» Work instruction: Please set down all of the data below verbatim.

(Dataset excerpts)
>>>

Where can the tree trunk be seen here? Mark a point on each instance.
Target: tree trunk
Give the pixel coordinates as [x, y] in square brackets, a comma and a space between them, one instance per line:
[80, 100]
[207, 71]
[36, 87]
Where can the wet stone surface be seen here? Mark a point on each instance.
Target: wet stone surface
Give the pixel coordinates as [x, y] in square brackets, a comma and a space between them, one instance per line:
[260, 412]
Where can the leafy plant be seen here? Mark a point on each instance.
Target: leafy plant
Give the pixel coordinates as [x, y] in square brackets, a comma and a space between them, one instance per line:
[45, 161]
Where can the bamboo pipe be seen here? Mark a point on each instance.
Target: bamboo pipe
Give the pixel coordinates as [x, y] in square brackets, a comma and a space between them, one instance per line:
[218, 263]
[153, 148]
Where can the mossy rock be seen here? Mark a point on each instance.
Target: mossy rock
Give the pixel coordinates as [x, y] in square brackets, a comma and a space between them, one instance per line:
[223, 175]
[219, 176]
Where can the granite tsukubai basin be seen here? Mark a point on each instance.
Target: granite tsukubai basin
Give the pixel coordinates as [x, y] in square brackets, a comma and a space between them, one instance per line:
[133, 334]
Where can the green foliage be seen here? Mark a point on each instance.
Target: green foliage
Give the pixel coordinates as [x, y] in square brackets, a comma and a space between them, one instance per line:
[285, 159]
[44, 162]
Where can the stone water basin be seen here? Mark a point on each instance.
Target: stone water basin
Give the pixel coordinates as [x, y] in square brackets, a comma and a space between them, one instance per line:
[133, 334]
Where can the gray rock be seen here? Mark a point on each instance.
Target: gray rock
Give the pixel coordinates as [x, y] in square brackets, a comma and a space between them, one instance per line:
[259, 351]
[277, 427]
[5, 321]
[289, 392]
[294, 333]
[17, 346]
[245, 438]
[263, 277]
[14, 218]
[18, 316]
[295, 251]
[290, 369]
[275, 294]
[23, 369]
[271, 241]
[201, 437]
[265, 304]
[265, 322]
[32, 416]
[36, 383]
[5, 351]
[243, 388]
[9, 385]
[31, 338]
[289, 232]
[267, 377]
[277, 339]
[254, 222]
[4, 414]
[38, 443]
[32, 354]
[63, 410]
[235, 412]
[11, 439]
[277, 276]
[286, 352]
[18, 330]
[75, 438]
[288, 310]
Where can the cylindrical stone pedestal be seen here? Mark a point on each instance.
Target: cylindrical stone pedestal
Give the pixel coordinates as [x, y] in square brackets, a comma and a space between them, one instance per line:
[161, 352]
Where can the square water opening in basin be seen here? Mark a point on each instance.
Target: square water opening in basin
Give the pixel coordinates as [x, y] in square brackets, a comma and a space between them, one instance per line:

<<<

» Response area:
Where can the tree trunk be seen here? Mark a point on each instance.
Target: tree trunk
Give the pixel coordinates as [x, y] in square brackets, a comma and a space between them, one instance per line:
[80, 100]
[207, 71]
[36, 87]
Where can the wet stone surface be seen here? Mark a point on each instance.
Target: wet stone surface
Give the pixel coordinates as [x, y] in square brackets, a comma and a space between them, one instance per line:
[260, 412]
Where can the leafy plant be seen here? Mark a point on each instance.
Target: leafy plant
Give the pixel coordinates as [x, y] in square brackets, a comma and a space between them, one instance per line:
[45, 161]
Where can the bamboo pipe be seen here? Mark a point on each instance.
Target: bamboo pipe
Give the pixel coordinates as [x, y] in square brackets, a comma and a space between them, one instance per line:
[218, 263]
[153, 148]
Where can the mossy rock be seen here? Mark a point on each instance.
Target: mossy rock
Give the pixel coordinates as [x, y] in square brackets, a comma and a space between them, one instance per line:
[223, 175]
[219, 176]
Where can the granite tsukubai basin be seen here? Mark a point on each instance.
Target: granite tsukubai basin
Give the pixel coordinates as [x, y] in square brackets, a comma and a space between them, one instance per line:
[133, 334]
Where can the green foliage be seen here? Mark a point on each instance.
Target: green foliage
Give the pixel coordinates as [x, y] in square brackets, a comma and a space between them, one instance per line:
[285, 159]
[44, 162]
Where can the stone water basin be seen here? Mark a point on each instance.
Target: stone water basin
Give the pixel coordinates as [x, y] in square brackets, a comma and a space between them, one instance per line:
[133, 334]
Where can the gray rock be seen here? Mark a point on each instance.
Target: gray rock
Give the pixel coordinates as [x, y] in square brackets, a comma and a space between them, one instance per line:
[259, 351]
[277, 427]
[5, 321]
[289, 392]
[294, 333]
[17, 346]
[245, 438]
[263, 277]
[14, 218]
[18, 316]
[295, 251]
[290, 369]
[275, 294]
[23, 369]
[271, 241]
[201, 437]
[265, 304]
[265, 322]
[32, 416]
[36, 383]
[5, 351]
[243, 388]
[9, 385]
[31, 338]
[289, 232]
[267, 377]
[277, 339]
[254, 222]
[4, 414]
[38, 443]
[32, 354]
[63, 410]
[235, 412]
[11, 439]
[277, 276]
[286, 352]
[18, 330]
[75, 438]
[288, 310]
Where can the cylindrical stone pedestal be seen here? Mark a point on each instance.
Target: cylindrical stone pedestal
Give the pixel coordinates as [x, y] in square brackets, a comma and a space between them, one instance per line:
[161, 352]
Where can the square water opening in basin be seen here? Mark a point on each instance.
Target: square water opening in basin
Give the pixel coordinates as [x, y] in square brackets, a comma and a space between them, one instance per line:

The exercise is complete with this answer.